SUPPLIED PASSAGE:
+ + + + +

EXTENSIONS OF REMARKS


July 19, 1971


Page 25970


THE HERITAGE OF MAINE

(Remarks by Senator EDMUND S. MUSKIE at the Narraguagus Regional High School Commencement, Harrington, Maine, June 11, 1971)


I am proud to share this moment with you because your graduation has a very special meaning for me.


My first statewide campaign began in the year most of you were born. As high school seniors in 1971, you have lived a larger part of your lives as my constituents than anyone else.


You are too young to recall my time as Governor or my first years in the Senate. You had more important things to do than noticing my career. You were learning to walk and to speak, to laugh and to love, to care about people and places.


Through all those years, you – like every other citizen of Maine – had a right to my concern and my commitment and my service. I have tried not to let you down – and I hope you think I have succeeded – if not always, at least often enough. Now, on your graduation day, I have come home again to fulfill another tradition of public men. I have come to Narraguagus High School to speak directly with each of you for the first time, Senator to constituent.


The only frank and honest way for me to start is by noting some apprehensions in Maine about my present course. It is no secret that I am thinking of running for President. And some of my friends and neighbors have made no secret of their fear that I am turning away from Maine – that somehow, sometime, my roots here have been weakened – that I care less now than I did before about the land which has given me life and opportunity.


None of my words could wholly relieve those apprehensions. And this is not the time or the place to talk about politics. But I would like to share with you tonight some of the beliefs I have learned during more than a half-century in Maine. They are what led me to public life in the first place. They are the reason for my conduct now – and the reason I may run for President next year. They are beliefs rooted in the traditions of our state. They are the same beliefs I hope you will take with you from this school and this graduation.


I hope Maine has taught you – as it once taught me – to care about our environment – about the earth God made and the earth man has remade.


To walk through the woods near Cherryfield, to fish in the Narraguagus, to pick blueberries a few yards from your back door, to see the clean, simple streets and homes of Milbridge is to understand how much it means to keep our world safe for a truly human existence. That is the challenge and the chance for all of us, each in our own lives. I found it in Rumford and you have found it here. It is the common heritage of Maine.

+ + + + +

DATA:
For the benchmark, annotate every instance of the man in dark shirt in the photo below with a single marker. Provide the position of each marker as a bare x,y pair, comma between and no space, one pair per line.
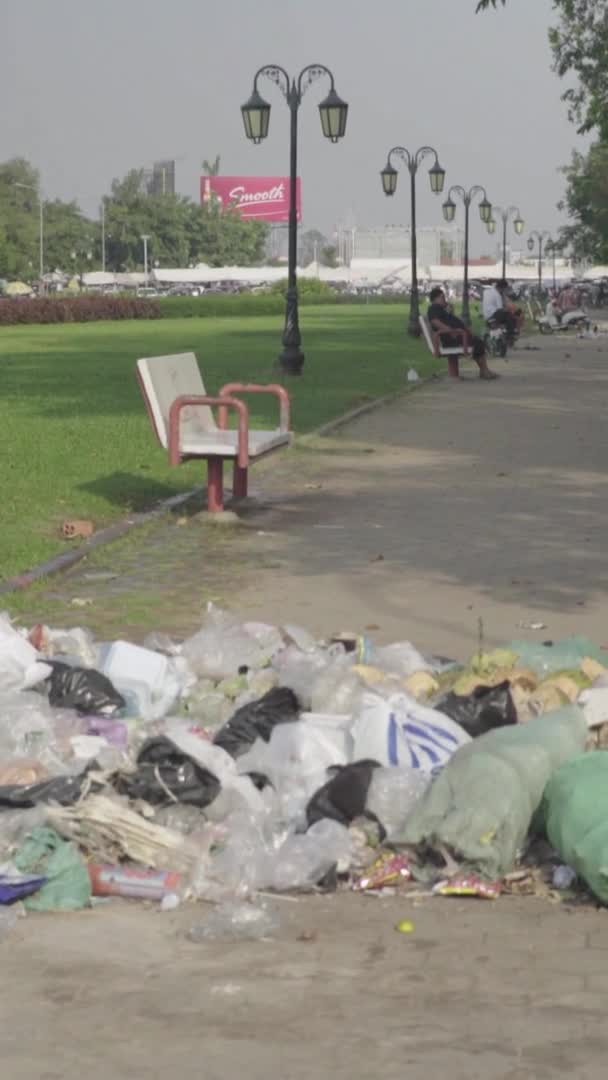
441,319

+ + + + +

Write out the full Muskie commencement speech again, word for word, from the header to its final sentence.

SOLVED EXERCISE:
EXTENSIONS OF REMARKS


July 19, 1971


Page 25970


THE HERITAGE OF MAINE

(Remarks by Senator EDMUND S. MUSKIE at the Narraguagus Regional High School Commencement, Harrington, Maine, June 11, 1971)


I am proud to share this moment with you because your graduation has a very special meaning for me.


My first statewide campaign began in the year most of you were born. As high school seniors in 1971, you have lived a larger part of your lives as my constituents than anyone else.


You are too young to recall my time as Governor or my first years in the Senate. You had more important things to do than noticing my career. You were learning to walk and to speak, to laugh and to love, to care about people and places.


Through all those years, you – like every other citizen of Maine – had a right to my concern and my commitment and my service. I have tried not to let you down – and I hope you think I have succeeded – if not always, at least often enough. Now, on your graduation day, I have come home again to fulfill another tradition of public men. I have come to Narraguagus High School to speak directly with each of you for the first time, Senator to constituent.


The only frank and honest way for me to start is by noting some apprehensions in Maine about my present course. It is no secret that I am thinking of running for President. And some of my friends and neighbors have made no secret of their fear that I am turning away from Maine – that somehow, sometime, my roots here have been weakened – that I care less now than I did before about the land which has given me life and opportunity.


None of my words could wholly relieve those apprehensions. And this is not the time or the place to talk about politics. But I would like to share with you tonight some of the beliefs I have learned during more than a half-century in Maine. They are what led me to public life in the first place. They are the reason for my conduct now – and the reason I may run for President next year. They are beliefs rooted in the traditions of our state. They are the same beliefs I hope you will take with you from this school and this graduation.


I hope Maine has taught you – as it once taught me – to care about our environment – about the earth God made and the earth man has remade.


To walk through the woods near Cherryfield, to fish in the Narraguagus, to pick blueberries a few yards from your back door, to see the clean, simple streets and homes of Milbridge is to understand how much it means to keep our world safe for a truly human existence. That is the challenge and the chance for all of us, each in our own lives. I found it in Rumford and you have found it here. It is the common heritage of Maine.